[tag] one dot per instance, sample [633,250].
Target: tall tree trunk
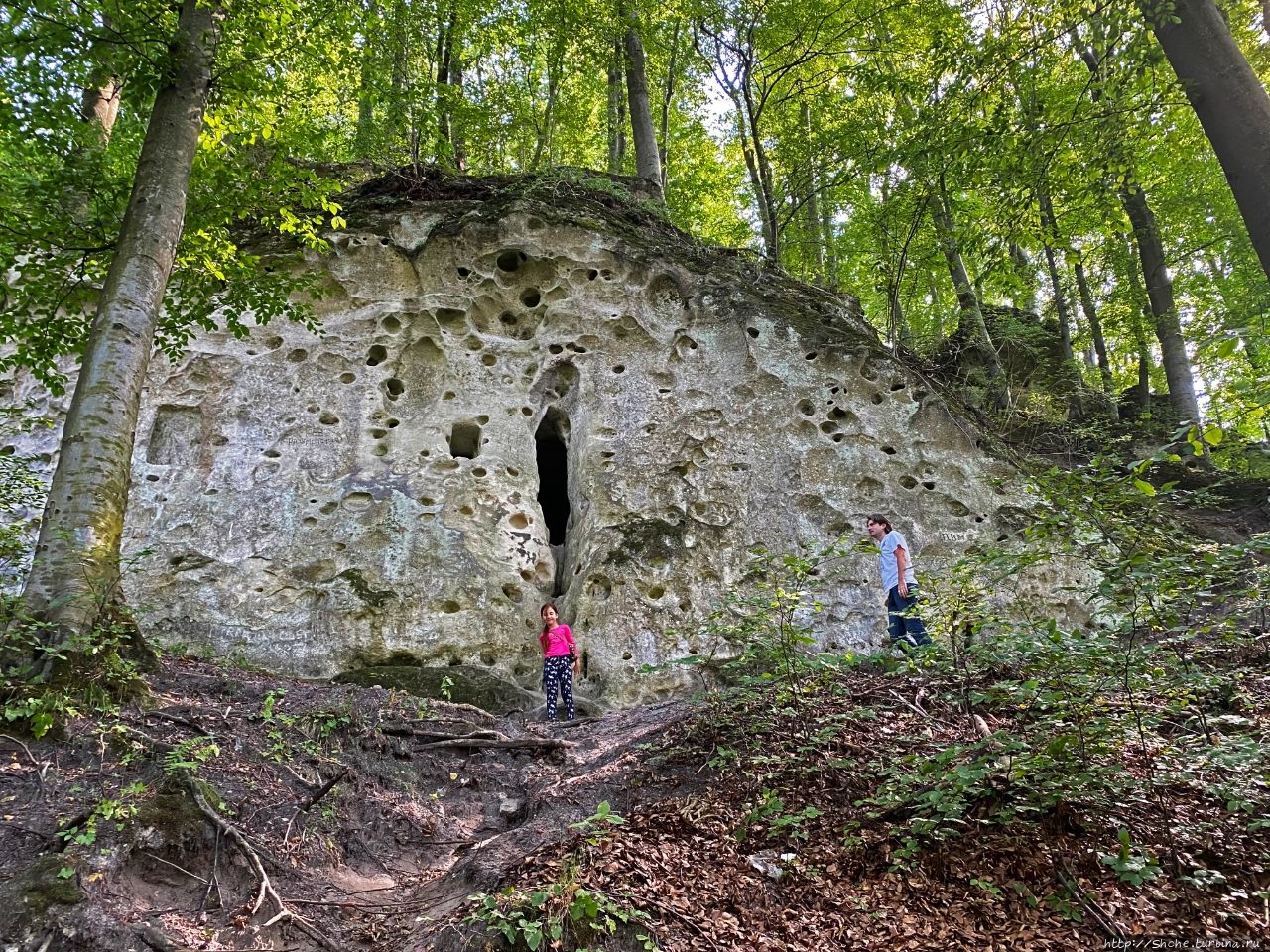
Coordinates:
[666,103]
[1100,345]
[1228,99]
[1151,253]
[616,112]
[544,139]
[648,163]
[971,325]
[444,56]
[811,202]
[1164,311]
[1021,266]
[1049,227]
[1141,317]
[366,94]
[762,164]
[828,243]
[765,223]
[76,561]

• **Task description**
Can you write out all of the material above again, requests included, with every point coordinate in the answers multiplied by 1.25 and rounded to a whole number (halves round up)? Leave the pictures out, and keep the numbers in the requests and their format samples unchanged.

• **Finished task**
[tag] one dot per instance, sample [633,250].
Target: tall tree trunk
Coordinates:
[833,129]
[1375,431]
[1535,124]
[1439,316]
[770,140]
[680,174]
[810,204]
[1214,406]
[555,70]
[1014,253]
[1455,389]
[1276,333]
[1311,284]
[1426,396]
[458,118]
[953,205]
[1035,304]
[956,279]
[95,701]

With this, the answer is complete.